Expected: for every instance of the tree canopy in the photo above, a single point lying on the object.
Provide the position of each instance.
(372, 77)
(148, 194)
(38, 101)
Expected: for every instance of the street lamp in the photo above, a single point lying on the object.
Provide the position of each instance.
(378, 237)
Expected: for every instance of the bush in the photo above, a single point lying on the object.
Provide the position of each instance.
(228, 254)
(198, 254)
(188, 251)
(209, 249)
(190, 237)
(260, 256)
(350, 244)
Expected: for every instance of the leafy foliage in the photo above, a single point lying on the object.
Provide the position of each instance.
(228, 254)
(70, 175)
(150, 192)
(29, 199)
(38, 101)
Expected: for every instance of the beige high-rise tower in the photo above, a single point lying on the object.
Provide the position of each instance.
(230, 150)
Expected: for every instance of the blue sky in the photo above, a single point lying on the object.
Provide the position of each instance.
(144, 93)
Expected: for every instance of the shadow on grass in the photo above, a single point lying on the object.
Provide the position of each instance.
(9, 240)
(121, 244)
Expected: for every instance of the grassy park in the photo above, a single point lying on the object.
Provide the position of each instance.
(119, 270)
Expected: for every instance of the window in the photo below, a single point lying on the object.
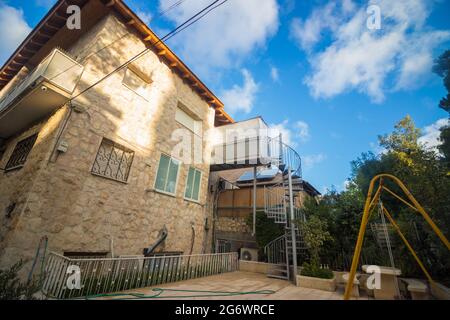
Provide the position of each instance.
(166, 178)
(113, 161)
(20, 153)
(193, 184)
(137, 81)
(188, 121)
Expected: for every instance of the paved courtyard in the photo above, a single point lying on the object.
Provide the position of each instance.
(239, 282)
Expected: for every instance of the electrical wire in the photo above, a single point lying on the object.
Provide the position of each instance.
(169, 35)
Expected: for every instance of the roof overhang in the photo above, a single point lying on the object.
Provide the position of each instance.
(56, 19)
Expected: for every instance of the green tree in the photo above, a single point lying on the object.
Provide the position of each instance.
(442, 68)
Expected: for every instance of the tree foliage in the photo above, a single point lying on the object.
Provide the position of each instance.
(11, 288)
(442, 68)
(424, 173)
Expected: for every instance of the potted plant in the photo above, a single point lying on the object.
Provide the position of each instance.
(315, 234)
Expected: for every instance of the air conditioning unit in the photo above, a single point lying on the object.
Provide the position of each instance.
(248, 254)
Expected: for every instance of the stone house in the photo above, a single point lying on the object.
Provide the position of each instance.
(235, 203)
(92, 168)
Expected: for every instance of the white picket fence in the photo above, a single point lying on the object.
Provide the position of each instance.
(105, 275)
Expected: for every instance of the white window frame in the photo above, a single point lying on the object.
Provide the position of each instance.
(176, 179)
(197, 121)
(193, 183)
(139, 75)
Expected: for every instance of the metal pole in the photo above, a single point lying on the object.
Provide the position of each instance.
(292, 217)
(254, 201)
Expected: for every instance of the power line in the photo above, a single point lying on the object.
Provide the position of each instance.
(200, 17)
(127, 34)
(169, 35)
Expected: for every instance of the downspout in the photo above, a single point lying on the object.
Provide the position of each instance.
(254, 201)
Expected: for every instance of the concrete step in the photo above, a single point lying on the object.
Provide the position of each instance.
(277, 276)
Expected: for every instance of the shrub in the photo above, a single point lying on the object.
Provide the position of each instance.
(11, 288)
(312, 270)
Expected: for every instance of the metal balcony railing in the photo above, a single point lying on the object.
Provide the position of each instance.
(104, 275)
(57, 69)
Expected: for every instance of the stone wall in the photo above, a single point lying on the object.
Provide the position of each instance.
(58, 196)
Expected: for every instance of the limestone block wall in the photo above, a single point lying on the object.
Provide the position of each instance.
(80, 212)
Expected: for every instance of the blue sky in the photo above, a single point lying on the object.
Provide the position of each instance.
(312, 69)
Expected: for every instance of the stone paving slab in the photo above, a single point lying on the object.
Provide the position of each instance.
(242, 282)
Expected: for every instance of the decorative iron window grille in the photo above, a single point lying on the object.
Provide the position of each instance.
(113, 161)
(2, 151)
(20, 153)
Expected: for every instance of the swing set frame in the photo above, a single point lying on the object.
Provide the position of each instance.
(370, 204)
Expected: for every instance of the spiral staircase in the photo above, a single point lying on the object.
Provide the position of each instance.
(281, 205)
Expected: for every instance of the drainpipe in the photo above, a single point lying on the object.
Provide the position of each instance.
(292, 218)
(254, 201)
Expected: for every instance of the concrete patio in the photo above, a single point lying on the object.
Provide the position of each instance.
(239, 282)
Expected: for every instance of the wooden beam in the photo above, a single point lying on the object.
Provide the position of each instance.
(148, 38)
(48, 25)
(59, 16)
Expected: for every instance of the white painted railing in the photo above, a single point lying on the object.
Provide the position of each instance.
(103, 275)
(57, 68)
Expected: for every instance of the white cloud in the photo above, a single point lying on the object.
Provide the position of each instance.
(356, 58)
(241, 98)
(291, 134)
(13, 30)
(226, 35)
(274, 74)
(303, 130)
(309, 161)
(275, 129)
(431, 133)
(45, 3)
(308, 32)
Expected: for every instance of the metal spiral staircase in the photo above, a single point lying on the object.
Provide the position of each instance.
(280, 205)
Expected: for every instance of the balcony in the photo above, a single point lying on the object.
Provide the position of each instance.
(242, 144)
(46, 88)
(248, 144)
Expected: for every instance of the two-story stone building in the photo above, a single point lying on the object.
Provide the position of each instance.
(92, 168)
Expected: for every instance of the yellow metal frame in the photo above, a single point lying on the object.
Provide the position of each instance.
(369, 205)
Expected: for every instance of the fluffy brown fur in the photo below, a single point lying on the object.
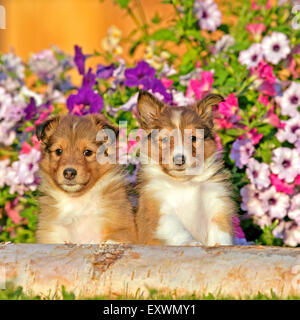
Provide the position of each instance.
(175, 208)
(92, 206)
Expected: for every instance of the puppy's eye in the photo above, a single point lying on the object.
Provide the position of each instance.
(193, 138)
(58, 152)
(87, 153)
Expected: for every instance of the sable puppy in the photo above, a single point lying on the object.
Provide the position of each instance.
(84, 201)
(176, 208)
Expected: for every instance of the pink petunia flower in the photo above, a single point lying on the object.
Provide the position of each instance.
(281, 185)
(167, 82)
(252, 56)
(250, 201)
(253, 135)
(285, 163)
(265, 72)
(275, 47)
(238, 231)
(275, 203)
(256, 29)
(291, 130)
(10, 209)
(229, 107)
(241, 152)
(200, 87)
(258, 173)
(294, 212)
(292, 237)
(290, 101)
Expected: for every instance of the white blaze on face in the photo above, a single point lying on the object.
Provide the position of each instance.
(179, 149)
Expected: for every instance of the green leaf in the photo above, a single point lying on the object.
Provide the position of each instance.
(164, 34)
(156, 19)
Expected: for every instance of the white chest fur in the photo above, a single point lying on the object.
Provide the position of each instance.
(186, 208)
(79, 218)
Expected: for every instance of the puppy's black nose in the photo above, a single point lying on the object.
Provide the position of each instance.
(179, 160)
(70, 173)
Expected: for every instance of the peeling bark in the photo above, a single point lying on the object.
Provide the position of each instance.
(90, 270)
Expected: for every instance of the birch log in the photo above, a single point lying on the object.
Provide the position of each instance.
(90, 270)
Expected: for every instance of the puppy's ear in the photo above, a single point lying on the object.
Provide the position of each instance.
(149, 107)
(102, 123)
(204, 107)
(45, 130)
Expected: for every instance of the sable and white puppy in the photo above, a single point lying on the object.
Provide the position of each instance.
(84, 201)
(179, 206)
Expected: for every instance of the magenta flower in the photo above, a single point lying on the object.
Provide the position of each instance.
(275, 47)
(281, 185)
(286, 164)
(86, 100)
(275, 203)
(10, 210)
(79, 60)
(208, 14)
(291, 130)
(252, 56)
(241, 152)
(254, 136)
(290, 101)
(292, 237)
(30, 110)
(140, 76)
(265, 72)
(200, 87)
(256, 29)
(294, 212)
(258, 173)
(238, 231)
(251, 202)
(229, 107)
(4, 164)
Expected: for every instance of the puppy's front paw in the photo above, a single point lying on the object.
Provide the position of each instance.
(193, 243)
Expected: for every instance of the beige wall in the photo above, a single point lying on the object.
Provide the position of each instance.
(33, 25)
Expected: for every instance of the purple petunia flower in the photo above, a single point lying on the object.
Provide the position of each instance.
(156, 86)
(209, 15)
(141, 75)
(105, 72)
(86, 96)
(79, 59)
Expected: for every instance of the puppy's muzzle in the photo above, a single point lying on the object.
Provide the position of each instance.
(179, 160)
(70, 173)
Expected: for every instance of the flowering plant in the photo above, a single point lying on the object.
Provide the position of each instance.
(249, 52)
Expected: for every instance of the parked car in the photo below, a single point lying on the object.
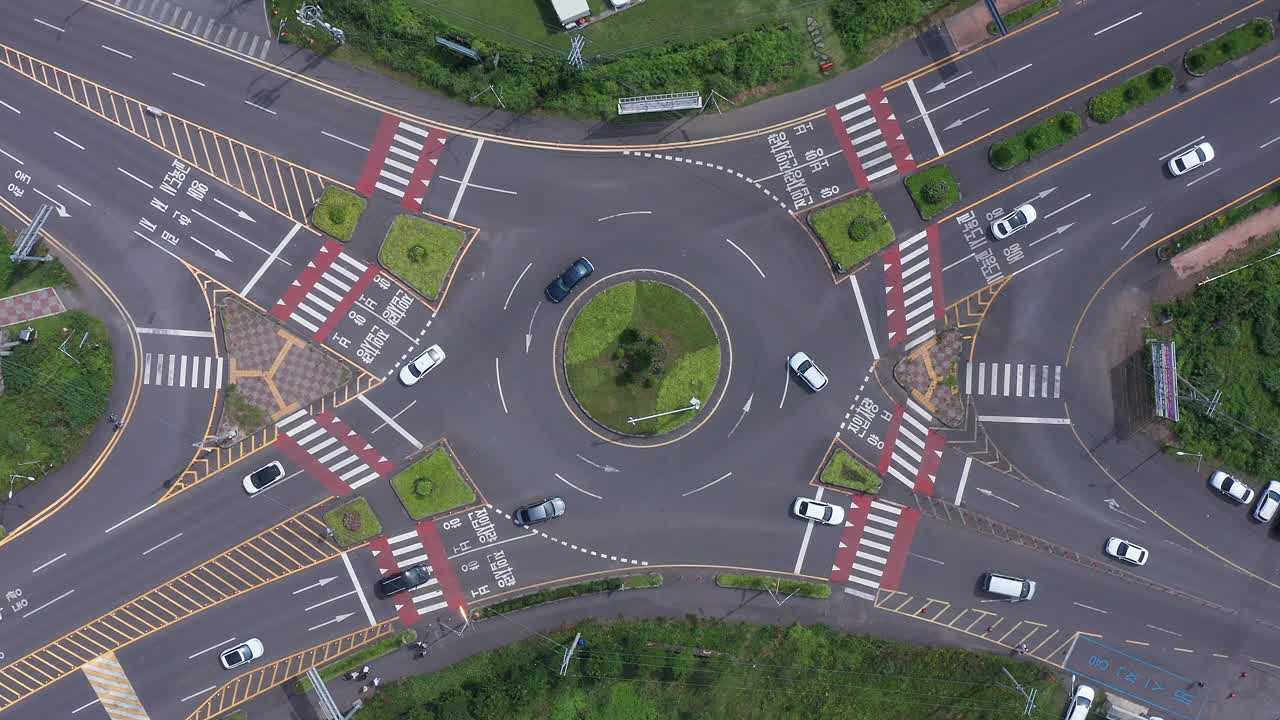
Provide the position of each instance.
(425, 361)
(539, 511)
(818, 511)
(1191, 159)
(407, 579)
(241, 654)
(808, 370)
(1006, 226)
(1080, 702)
(264, 477)
(567, 281)
(1232, 488)
(1127, 551)
(1269, 501)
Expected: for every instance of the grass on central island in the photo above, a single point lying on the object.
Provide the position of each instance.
(639, 349)
(432, 486)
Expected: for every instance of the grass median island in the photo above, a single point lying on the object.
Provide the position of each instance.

Stated task - Locate "Expected: for every instance of the flowering" in the entries above. Copy, exactly and only, the lines from that line to the end, leaving out the pictures.

Completed exercise -
Expected: for every instance of the flowering plant in the photo above, a single point lying on the object.
Provide the position of each instance.
(249, 52)
Expected: for every instance of the parked car in the photo below, a single point lying on the object.
Provide the position of each instance.
(425, 361)
(539, 511)
(818, 511)
(1191, 159)
(407, 579)
(241, 654)
(808, 370)
(1006, 226)
(1080, 702)
(264, 477)
(567, 281)
(1232, 488)
(1127, 551)
(1269, 501)
Expected: for every instance of the grass on central island in the photo above, a single point lying on the object.
Provide the position of each instance.
(639, 349)
(432, 486)
Expected: for every instance of the grass median island in the photo above, a single point lying on the object.
Provide the position of each instance.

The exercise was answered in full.